**What the task asks:**
The answer is to be an exact copy of the lines below running from the line with "Target: snow covered ground" down to the line with "Can you find the hooded", both ends included, and nothing more.

**Data shown:**
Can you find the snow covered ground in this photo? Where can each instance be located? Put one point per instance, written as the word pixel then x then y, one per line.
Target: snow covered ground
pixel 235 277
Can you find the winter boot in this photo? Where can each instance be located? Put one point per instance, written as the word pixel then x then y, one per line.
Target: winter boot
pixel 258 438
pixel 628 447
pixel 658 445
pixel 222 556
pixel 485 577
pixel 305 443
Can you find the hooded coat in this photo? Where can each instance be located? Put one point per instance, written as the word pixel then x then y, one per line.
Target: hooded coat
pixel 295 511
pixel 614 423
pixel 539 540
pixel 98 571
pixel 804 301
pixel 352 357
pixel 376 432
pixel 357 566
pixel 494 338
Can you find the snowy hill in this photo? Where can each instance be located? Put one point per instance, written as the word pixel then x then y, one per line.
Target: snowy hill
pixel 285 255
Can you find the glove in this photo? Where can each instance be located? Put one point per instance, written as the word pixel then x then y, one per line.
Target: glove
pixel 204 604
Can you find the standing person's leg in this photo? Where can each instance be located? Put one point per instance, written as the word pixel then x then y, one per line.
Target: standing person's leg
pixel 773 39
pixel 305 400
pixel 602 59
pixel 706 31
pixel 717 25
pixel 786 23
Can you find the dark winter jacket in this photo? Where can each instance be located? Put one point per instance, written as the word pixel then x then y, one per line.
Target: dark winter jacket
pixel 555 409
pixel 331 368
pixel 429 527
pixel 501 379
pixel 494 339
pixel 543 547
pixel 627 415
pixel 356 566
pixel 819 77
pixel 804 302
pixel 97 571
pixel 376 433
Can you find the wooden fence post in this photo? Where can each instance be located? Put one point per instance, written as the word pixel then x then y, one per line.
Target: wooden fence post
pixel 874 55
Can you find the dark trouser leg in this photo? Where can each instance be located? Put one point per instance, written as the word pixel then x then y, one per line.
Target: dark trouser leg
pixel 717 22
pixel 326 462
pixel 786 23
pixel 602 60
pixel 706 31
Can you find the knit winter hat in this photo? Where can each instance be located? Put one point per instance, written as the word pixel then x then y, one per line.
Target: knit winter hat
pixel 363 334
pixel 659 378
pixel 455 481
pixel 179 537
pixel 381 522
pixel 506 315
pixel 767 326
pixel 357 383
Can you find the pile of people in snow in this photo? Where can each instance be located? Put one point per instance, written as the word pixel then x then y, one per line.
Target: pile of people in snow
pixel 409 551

**Task answer:**
Target: snow covered ground
pixel 235 277
Can you find the winter boot in this photo? Where can each instance be located? Put one point per instance, written as the word pixel then x then y, one per line.
Target: winter boot
pixel 258 438
pixel 628 447
pixel 658 445
pixel 222 556
pixel 485 577
pixel 305 443
Can you find the hooded coat in this photo? Where can each instance be located? Put one point per instance, written as the word pixel then x then y, one per line.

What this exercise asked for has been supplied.